_STATED GOAL_
Report every line of the rows that contains the string "background". Case counts.

Records
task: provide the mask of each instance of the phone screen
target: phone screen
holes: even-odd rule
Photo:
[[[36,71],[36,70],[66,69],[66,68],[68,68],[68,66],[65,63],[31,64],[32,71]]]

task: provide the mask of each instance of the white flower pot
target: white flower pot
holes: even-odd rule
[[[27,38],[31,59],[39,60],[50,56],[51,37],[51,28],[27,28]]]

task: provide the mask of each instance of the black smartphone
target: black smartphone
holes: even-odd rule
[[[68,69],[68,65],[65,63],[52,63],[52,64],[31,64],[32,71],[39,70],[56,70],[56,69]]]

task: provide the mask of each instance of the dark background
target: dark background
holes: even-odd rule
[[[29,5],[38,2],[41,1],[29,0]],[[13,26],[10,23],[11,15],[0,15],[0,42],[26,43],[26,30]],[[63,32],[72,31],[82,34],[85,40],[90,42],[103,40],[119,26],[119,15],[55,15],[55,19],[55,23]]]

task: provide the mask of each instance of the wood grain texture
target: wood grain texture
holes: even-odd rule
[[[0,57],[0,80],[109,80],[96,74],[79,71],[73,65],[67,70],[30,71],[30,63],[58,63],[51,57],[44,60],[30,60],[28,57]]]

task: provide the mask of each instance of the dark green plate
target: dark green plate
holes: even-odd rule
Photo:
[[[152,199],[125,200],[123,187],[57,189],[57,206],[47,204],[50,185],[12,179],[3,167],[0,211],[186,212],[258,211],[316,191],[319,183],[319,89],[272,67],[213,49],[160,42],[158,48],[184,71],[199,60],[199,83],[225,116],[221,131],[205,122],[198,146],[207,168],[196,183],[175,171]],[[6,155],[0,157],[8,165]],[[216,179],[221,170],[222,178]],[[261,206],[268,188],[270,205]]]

_REPLY_
task: provide the mask of each instance of the dark background
target: dark background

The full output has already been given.